──────── Dataset

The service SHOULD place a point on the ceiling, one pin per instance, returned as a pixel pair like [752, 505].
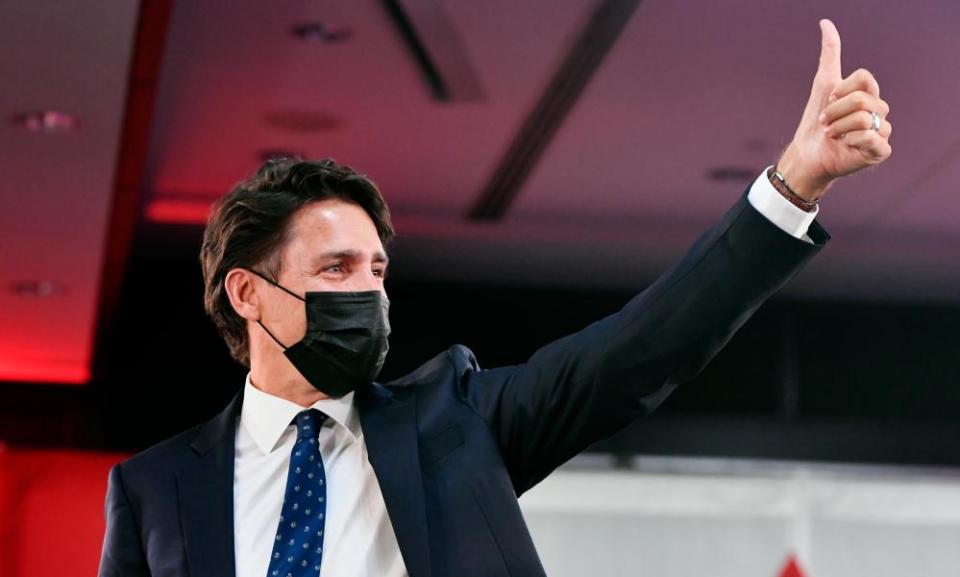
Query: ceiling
[615, 189]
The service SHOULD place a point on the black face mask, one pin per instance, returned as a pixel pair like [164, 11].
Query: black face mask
[346, 340]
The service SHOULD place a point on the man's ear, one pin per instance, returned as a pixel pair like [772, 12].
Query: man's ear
[241, 288]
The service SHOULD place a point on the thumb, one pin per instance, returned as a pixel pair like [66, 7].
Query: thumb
[829, 71]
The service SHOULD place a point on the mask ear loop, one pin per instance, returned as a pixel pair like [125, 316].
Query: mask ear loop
[271, 336]
[274, 283]
[284, 289]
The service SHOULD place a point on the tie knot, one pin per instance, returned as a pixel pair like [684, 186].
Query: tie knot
[309, 423]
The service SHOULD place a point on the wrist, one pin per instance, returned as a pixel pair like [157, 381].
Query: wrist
[800, 179]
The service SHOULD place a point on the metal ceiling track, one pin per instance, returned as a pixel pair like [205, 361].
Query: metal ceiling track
[436, 49]
[600, 34]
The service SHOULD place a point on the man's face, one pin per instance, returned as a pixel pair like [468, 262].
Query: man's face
[331, 246]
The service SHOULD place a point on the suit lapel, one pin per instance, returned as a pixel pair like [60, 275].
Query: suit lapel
[390, 432]
[205, 493]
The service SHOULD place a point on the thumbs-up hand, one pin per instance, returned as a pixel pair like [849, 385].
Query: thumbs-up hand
[844, 127]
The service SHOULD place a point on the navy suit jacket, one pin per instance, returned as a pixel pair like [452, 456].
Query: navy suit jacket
[453, 445]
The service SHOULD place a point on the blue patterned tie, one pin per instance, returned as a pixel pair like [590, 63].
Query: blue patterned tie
[298, 548]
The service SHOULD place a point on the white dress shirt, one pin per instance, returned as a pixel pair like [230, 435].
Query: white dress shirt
[358, 537]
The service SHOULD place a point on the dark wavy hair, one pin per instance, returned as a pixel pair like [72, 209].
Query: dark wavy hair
[249, 226]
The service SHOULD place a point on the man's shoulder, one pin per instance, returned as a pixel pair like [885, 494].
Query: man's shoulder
[162, 457]
[446, 367]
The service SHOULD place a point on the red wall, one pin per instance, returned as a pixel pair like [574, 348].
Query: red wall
[51, 504]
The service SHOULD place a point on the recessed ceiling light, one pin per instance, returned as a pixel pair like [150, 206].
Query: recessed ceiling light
[321, 32]
[269, 154]
[302, 121]
[47, 121]
[37, 288]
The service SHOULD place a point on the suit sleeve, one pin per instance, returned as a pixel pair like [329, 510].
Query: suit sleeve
[122, 550]
[588, 385]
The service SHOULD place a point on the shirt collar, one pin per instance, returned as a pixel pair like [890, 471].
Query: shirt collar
[266, 417]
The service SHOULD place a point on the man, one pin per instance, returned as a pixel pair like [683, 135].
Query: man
[314, 469]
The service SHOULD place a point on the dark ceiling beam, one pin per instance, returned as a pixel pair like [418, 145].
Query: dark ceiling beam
[437, 50]
[151, 33]
[582, 61]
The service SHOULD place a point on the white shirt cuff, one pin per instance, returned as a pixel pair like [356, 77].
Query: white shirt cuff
[780, 211]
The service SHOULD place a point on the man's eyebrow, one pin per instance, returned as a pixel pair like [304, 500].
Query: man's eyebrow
[351, 254]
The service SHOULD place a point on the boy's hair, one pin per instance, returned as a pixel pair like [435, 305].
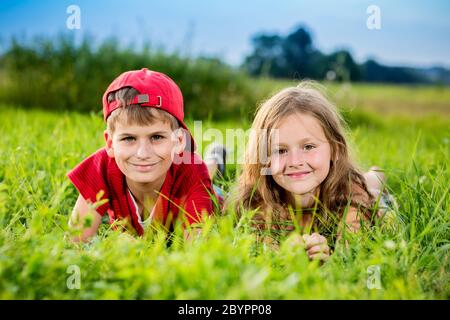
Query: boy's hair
[134, 113]
[344, 184]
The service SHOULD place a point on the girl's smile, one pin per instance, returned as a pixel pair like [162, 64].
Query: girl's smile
[300, 156]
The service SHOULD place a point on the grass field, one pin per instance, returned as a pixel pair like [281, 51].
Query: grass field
[37, 262]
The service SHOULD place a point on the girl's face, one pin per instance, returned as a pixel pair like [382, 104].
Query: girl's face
[144, 154]
[300, 154]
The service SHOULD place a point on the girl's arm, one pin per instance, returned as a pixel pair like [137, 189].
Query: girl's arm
[81, 211]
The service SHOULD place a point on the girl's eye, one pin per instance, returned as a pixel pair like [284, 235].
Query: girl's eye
[128, 139]
[280, 151]
[157, 137]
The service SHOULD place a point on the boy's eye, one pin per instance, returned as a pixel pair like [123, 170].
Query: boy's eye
[128, 139]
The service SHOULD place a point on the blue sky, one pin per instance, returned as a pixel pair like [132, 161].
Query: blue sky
[413, 32]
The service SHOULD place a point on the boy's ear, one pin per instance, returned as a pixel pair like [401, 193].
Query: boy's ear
[108, 146]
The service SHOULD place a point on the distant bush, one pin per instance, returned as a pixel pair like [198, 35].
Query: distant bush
[59, 74]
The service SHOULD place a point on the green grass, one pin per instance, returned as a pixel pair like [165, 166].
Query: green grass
[38, 148]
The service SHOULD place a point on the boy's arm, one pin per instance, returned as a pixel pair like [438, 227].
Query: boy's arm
[81, 211]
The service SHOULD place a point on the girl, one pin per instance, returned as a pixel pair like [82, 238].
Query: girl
[298, 172]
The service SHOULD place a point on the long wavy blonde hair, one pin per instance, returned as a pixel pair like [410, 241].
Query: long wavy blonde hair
[261, 193]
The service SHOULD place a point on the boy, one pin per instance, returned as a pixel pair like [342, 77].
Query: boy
[148, 170]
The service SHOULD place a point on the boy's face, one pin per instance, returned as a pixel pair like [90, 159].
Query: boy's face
[144, 154]
[300, 155]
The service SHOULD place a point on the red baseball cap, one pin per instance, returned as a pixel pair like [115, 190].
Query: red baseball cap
[155, 90]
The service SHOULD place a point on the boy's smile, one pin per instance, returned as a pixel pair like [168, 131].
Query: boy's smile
[144, 154]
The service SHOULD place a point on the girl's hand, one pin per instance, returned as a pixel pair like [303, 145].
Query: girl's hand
[316, 247]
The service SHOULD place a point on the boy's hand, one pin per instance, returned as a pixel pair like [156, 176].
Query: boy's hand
[316, 247]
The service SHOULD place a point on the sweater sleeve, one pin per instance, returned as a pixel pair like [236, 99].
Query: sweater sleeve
[198, 201]
[89, 177]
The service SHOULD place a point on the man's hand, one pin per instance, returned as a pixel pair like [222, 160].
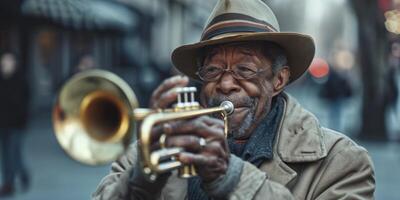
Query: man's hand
[210, 159]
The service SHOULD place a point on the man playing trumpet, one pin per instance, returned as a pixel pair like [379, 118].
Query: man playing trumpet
[275, 148]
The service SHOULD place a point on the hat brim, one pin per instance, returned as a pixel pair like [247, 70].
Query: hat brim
[299, 48]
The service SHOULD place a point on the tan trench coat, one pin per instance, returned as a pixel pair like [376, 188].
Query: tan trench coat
[310, 162]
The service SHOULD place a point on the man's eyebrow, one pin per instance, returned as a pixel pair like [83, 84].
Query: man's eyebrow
[210, 54]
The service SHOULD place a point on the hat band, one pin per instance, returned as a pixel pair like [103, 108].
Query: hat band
[232, 29]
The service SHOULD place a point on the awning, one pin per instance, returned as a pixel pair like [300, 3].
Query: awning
[95, 15]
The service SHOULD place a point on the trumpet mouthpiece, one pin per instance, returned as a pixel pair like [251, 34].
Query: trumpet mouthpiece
[228, 106]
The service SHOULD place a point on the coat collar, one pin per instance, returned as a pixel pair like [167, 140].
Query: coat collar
[299, 139]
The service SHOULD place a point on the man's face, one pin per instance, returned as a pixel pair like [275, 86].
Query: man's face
[251, 97]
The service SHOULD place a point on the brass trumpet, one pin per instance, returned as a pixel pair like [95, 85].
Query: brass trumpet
[95, 119]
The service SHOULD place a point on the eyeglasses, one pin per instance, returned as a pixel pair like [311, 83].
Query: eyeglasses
[239, 72]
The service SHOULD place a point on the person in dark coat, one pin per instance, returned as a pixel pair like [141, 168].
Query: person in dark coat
[14, 103]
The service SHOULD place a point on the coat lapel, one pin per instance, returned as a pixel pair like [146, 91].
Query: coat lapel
[299, 140]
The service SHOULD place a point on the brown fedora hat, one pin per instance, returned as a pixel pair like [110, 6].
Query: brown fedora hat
[245, 21]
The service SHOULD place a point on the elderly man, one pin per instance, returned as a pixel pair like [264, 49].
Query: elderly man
[275, 149]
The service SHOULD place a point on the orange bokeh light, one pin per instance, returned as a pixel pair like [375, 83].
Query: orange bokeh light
[319, 68]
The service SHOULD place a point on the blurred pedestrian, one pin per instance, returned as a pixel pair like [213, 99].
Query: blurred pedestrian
[334, 91]
[14, 103]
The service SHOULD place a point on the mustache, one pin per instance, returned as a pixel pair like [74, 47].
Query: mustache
[245, 101]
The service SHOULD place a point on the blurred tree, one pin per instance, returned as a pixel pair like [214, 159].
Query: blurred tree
[373, 49]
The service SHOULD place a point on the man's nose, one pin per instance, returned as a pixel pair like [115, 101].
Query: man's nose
[228, 84]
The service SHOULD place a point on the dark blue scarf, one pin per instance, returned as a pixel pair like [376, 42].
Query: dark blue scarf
[256, 150]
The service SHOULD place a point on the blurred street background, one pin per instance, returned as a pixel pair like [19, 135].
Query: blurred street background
[352, 85]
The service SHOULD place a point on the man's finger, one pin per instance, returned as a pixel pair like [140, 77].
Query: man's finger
[175, 81]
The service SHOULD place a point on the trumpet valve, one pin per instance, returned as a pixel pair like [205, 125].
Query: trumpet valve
[186, 99]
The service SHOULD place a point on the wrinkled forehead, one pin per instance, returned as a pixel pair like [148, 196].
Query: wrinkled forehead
[246, 48]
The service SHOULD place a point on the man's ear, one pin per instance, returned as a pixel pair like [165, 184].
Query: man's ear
[281, 79]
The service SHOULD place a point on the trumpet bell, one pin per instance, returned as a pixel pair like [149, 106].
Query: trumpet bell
[92, 117]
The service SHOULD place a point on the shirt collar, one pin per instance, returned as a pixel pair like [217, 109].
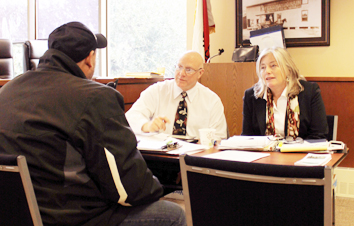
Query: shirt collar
[283, 94]
[191, 93]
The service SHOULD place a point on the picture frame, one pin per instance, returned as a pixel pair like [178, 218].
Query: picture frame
[304, 22]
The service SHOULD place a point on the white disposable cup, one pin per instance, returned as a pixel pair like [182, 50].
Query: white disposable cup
[207, 137]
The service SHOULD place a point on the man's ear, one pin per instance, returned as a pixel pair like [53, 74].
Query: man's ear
[89, 60]
[201, 72]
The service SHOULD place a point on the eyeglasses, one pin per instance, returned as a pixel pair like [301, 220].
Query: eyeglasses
[171, 146]
[189, 71]
[287, 140]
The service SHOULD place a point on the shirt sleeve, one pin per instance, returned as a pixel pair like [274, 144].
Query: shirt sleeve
[247, 115]
[143, 109]
[218, 120]
[109, 149]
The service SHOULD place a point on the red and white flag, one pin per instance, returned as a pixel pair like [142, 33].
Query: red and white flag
[203, 26]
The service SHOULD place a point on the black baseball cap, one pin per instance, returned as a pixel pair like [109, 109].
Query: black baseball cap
[75, 40]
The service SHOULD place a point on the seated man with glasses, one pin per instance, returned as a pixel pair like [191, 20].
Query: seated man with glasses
[180, 106]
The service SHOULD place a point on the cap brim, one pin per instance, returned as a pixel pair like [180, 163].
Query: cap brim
[101, 41]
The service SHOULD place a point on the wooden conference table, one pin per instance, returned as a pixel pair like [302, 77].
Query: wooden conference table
[268, 185]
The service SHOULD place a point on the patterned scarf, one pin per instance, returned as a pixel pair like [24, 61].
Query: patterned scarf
[292, 113]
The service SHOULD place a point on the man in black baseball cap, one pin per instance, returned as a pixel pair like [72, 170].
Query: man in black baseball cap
[80, 150]
[75, 40]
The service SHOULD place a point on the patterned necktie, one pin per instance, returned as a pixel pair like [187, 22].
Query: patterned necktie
[179, 127]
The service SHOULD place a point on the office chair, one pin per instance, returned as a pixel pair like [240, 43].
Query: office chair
[332, 121]
[18, 202]
[6, 59]
[35, 50]
[218, 192]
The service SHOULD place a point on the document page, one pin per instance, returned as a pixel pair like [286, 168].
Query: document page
[260, 143]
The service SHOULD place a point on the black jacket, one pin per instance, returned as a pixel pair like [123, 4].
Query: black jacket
[313, 121]
[80, 150]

────────────────

Instructions to follow ::
What you give back should be only the lines of the records above, starting at the line with "Query: girl's smile" and ending at the line with "The service SHOULD place a point on the girl's arm, one", restated word for word.

Result of this task ::
Query: girl's smile
[300, 156]
The service SHOULD place a point on the grass field, one pin per instance, returned as a pixel pair like [281, 51].
Query: grass field
[37, 262]
The service SHOULD place a point on the girl's face, one pin per instance, returned as a pixel pair like [382, 104].
Query: girl's face
[144, 154]
[300, 154]
The service SHOULD place a point on the girl's arm, one pin per instance, returned as a pixel pair like [137, 189].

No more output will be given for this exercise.